● **Provided text**
=-=-=-=-=
The condition can be caused by prolonged and irregular pressure on the discs due to the patient's poor posture and bio-mechanical deformities (such as a short leg). After the age of 60 when even normal discs lose up to 20% of their water content, they become prolapsed (thinner) and are not as elasticated as before. Remnants of the nucleus pulposus known as debris can then adhere to the sides of nerve sleeves causing pain and Degenerative Disc Disease often combines with other conditions such as osteophytosis or sponyltitus (cracks in the pars intervertebralis).
The bio-mechanical derangement in the spinal column and the normal function of the lumbar spine can be restored by mobilising the joints to free them from constrictions and by rectifying any actual or impending herniation. Any fissures or cracks in the discs will then heal up over three months, but they must be made to heal in their proper place, which is why treatment is essential. Following treatment, the patient is required to undertake regular and specific exercises to strengthen appropriate muscles.
It can safely be said that for the vast majority of spinal conditions surgery is neither necessary nor effective, as it almost always leads to long term complications and suffering for the patient, out of all proportion to the original condition. The use of metal rods, screws and plates and the cutting away of parts of the spine, even the heating of discs to cause them to shrink (IDET procedure) represent a rather crude approach to the treatment of spinal problems and is not a method of 'treatment' that we can ever recommend.
The procedures of Orthopaedic Medicine outlined above do not involve operating on a patient, and all treatment is safe and manageable as well as being highly effective.
=-=-=-=-=
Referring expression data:
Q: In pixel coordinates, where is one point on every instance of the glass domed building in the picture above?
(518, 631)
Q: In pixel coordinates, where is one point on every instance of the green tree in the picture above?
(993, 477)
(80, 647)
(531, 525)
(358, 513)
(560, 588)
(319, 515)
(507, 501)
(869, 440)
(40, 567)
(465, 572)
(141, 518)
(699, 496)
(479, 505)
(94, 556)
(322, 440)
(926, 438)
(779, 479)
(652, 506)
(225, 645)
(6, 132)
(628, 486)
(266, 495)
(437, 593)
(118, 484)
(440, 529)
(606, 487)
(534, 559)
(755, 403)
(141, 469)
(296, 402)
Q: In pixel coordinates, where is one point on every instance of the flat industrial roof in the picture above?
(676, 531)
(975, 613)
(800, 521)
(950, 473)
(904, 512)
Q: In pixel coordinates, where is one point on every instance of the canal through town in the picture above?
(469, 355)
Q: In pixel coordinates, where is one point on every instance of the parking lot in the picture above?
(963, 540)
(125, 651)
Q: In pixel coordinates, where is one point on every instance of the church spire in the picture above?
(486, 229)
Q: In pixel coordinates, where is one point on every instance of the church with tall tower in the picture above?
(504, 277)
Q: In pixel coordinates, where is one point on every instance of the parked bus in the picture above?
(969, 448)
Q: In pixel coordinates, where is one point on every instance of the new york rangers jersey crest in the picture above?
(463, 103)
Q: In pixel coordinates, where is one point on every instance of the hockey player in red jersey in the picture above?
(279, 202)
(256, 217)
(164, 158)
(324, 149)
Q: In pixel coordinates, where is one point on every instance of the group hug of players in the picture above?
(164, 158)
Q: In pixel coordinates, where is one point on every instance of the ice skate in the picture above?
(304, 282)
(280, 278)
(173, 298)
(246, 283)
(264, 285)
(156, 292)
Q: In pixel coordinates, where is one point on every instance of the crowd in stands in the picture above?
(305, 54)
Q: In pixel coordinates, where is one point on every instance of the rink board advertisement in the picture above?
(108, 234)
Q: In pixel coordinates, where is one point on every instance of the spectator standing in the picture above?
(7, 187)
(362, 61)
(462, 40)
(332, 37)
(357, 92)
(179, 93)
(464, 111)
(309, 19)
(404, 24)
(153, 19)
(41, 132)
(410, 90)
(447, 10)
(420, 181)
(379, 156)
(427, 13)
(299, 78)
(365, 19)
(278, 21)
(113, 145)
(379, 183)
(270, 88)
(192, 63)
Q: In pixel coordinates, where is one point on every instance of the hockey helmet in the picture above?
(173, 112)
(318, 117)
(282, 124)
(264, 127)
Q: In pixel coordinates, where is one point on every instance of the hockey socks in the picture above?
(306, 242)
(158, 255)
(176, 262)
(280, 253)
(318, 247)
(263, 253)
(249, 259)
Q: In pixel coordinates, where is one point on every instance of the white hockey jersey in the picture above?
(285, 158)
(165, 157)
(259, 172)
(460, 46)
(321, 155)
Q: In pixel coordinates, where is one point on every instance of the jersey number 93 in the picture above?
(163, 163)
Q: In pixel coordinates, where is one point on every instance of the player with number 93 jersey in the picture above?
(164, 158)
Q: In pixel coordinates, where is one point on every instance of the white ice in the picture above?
=-=-=-=-=
● **Aim of the task**
In the text on degenerative disc disease, why does the writer call treatment essential? Explain in one to three sentences.

● **Answer to the exercise**
Fissures or cracks in the discs heal over about three months, but they must be made to heal in their proper place. That is why the text says treatment is essential.